Reeleição e Mandato Único: Reforma ou Contradição?

Em maio deste ano, o Senado Federal aprovou, na Comissão de Constituição e Justiça, a PEC 12/2022, que propõe o fim da reeleição para cargos do Poder Executivo — prefeitos, governadores e presidente da República — e a ampliação dos mandatos de quatro para cinco anos. O texto também prevê a unificação das eleições em todo o país, de forma que, a partir de 2034, todos os cargos sejam disputados no mesmo pleito.

A proposta tem como objetivo declarado promover maior equilíbrio institucional e pôr fim ao que muitos consideram uma distorção da reeleição, criada em 1997. Contudo, uma emenda de transição apresentada no Senado acabou abrindo espaço para que prefeitos eleitos em 2020 e reeleitos em 2024 possam disputar novamente em 2028. Ainda que apresentada como exceção técnica, essa possibilidade desperta questionamentos legítimos sobre o alcance e a coerência do projeto.

Ao mesmo tempo em que busca fortalecer o princípio da alternância de poder, a proposta cria um cenário que, em certos contextos, pode ter efeito inverso: prolongar a presença de grupos políticos já estabelecidos e dificultar a renovação. A ampliação dos mandatos para cinco anos, embora pareça dar mais tempo à gestão pública, também pode gerar distanciamento entre o governante e o eleitor, reduzindo o ciclo natural de avaliação e renovação democrática.

Outro ponto que merece reflexão é a unificação das eleições. A ideia de realizar um grande pleito nacional pode até simplificar o processo eleitoral, mas traz consigo o risco de enfraquecer o debate local e de concentrar ainda mais o poder nas estruturas partidárias de maior alcance. Em um país de dimensões continentais como o Brasil, a diversidade regional é um valor a ser preservado também na política.

■ ■ ■

Retorne, sem nenhuma alteração, o trecho do texto sobre o fim da reeleição que começa nas palavras que contêm "Em maio deste" e termina em "coerência do projeto.".

#### Trecho da listagem:
■ ■ ■

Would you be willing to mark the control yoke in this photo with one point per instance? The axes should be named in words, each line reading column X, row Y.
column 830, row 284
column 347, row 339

■ ■ ■

#### Resultado do exercício:
Em maio deste ano, o Senado Federal aprovou, na Comissão de Constituição e Justiça, a PEC 12/2022, que propõe o fim da reeleição para cargos do Poder Executivo — prefeitos, governadores e presidente da República — e a ampliação dos mandatos de quatro para cinco anos. O texto também prevê a unificação das eleições em todo o país, de forma que, a partir de 2034, todos os cargos sejam disputados no mesmo pleito.

A proposta tem como objetivo declarado promover maior equilíbrio institucional e pôr fim ao que muitos consideram uma distorção da reeleição, criada em 1997. Contudo, uma emenda de transição apresentada no Senado acabou abrindo espaço para que prefeitos eleitos em 2020 e reeleitos em 2024 possam disputar novamente em 2028. Ainda que apresentada como exceção técnica, essa possibilidade desperta questionamentos legítimos sobre o alcance e a coerência do projeto.